**AUSGANGSTEXT**
************
(Hypo-)manische Phasen erkennen - ist das schon manisch?

24. 02. 2019 16:28
Hallo liebe Forenmitglieder,

ich (m. 27) bin neu dabei und starte hiermit meinen ersten Beitrag.


Kurz zu meinem Krankheitsbild:

Ich habe noch keine gesicherte Diagnose für eine bipolare Störung. Aktuell besteht nur eine Verdachtsdiagnose durch meinen Psychiater. Ein Termin zur genauen Diagnostizierung durch meinen Psychiater habe ich erst im April. Zudem habe ich einen Termin bei einer verhaltenstherapeutischen Ambulanz im März, welche ebenfalls eine Diagnostik plant.
Gesichert sind bei mir eine rezidivierende Depression (Beginn im Alter von 15 Jahren - mit mindestens 3 schweren und 5 mittelschweren Phasen), sowie eine PTBS (in Remission), eine ängstlich-vermeidende PS (in Remission) sowie eine Suchterkrankung (ebenfalls in Remission). Alle Krankheiten in Remission wurden erfolgreich in einer Langzeittherapie behandelt.
Aktuell erfolgt eine Behandlung durch Fluoxetin (seit ca. einem Jahr) und Lamotrigin (seit Anfang diesen Jahres) zur Augmenisierung des Antidepressivums.
************
**ENTNOMMENES MATERIAL**
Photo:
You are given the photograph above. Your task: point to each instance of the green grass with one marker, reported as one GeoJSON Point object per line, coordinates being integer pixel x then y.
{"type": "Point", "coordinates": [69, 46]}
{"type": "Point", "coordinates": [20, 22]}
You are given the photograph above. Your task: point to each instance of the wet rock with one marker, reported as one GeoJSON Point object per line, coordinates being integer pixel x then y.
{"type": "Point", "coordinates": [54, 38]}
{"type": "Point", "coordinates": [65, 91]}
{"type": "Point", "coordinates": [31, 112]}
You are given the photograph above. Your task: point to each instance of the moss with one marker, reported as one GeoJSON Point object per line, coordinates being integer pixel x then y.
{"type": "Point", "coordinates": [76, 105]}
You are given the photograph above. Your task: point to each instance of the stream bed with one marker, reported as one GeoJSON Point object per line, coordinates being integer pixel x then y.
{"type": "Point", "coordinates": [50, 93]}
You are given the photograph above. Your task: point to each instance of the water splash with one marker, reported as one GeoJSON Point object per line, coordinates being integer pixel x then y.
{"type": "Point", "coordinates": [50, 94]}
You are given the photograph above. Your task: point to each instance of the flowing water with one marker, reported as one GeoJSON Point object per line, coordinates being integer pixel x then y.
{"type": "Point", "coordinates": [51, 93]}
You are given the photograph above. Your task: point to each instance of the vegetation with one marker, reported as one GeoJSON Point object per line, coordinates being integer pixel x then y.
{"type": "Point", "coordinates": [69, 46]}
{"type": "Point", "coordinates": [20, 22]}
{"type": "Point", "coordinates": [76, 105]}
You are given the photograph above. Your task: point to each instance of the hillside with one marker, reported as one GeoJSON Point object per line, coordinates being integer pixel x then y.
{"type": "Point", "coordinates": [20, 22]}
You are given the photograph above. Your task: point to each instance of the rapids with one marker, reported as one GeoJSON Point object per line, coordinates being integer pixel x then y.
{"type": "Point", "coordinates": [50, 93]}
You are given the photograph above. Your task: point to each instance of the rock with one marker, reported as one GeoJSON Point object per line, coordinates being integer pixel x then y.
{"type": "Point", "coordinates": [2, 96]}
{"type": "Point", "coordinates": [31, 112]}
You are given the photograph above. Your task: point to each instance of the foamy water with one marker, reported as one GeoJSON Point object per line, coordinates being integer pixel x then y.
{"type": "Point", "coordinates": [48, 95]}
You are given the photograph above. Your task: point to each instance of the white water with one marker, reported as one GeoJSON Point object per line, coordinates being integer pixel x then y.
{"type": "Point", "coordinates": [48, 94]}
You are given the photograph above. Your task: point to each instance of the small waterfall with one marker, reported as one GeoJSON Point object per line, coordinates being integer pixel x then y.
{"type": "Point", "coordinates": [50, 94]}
************
**FRAGEN ZUM TEXT**
[1] Beantworte anhand des Forumsbeitrags:
(a) Wie alt ist die Person, die den Beitrag schreibt?
(b) In welchem Monat ist der Termin beim Psychiater zur genauen Diagnose?
(c) Seit wann wird Lamotrigin eingenommen?
[2] Gib aus dem Forumsbeitrag die Stelle Wort für Wort aus, die mit den Worten „24. 02. 2019“ anfängt und nach „eine Diagnostik plant.“ aufhört.
[3] Nimm den Forumsbeitrag über den Verdacht auf eine bipolare Störung dort auf, wo er endet, und schreib ihn weiter.

**ERWARTETE LÖSUNGEN**
[1]
(a) 27 Jahre
(b) Im April
(c) Seit Anfang des Jahres

[2]
24. 02. 2019 16:28
Hallo liebe Forenmitglieder,

ich (m. 27) bin neu dabei und starte hiermit meinen ersten Beitrag.


Kurz zu meinem Krankheitsbild:

Ich habe noch keine gesicherte Diagnose für eine bipolare Störung. Aktuell besteht nur eine Verdachtsdiagnose durch meinen Psychiater. Ein Termin zur genauen Diagnostizierung durch meinen Psychiater habe ich erst im April. Zudem habe ich einen Termin bei einer verhaltenstherapeutischen Ambulanz im März, welche ebenfalls eine Diagnostik plant.

[3]
Wie dem auch sei, wurde ich von meinem Psychiater gefragt ob (hypo)manische Episoden bei mir bekannt seien. Darauf wusste ich spontan keine Antwort und machte mich letztlich im Internet (so auch auf dieser Seite) und durch Fachbücher schlauer. Trotzdem traue ich mich immernoch nicht klar zu sagen ob es sich bei folgenden Phasen wirklich um eine (Hypo)Manie oder einfach nur um normale Gesundheitszustände handelt. Daher würde ich diese gerne vorstellen und eine Einschätzung erhalten ob diese eventuell ausschlaggebend und erwähnenswert sind. Mir ist dabei bewusst das keine Diagnosen durch euch gestellt werden können. Mir geht es wirklich nur um eine grobe und unverbindliche Einschätzung.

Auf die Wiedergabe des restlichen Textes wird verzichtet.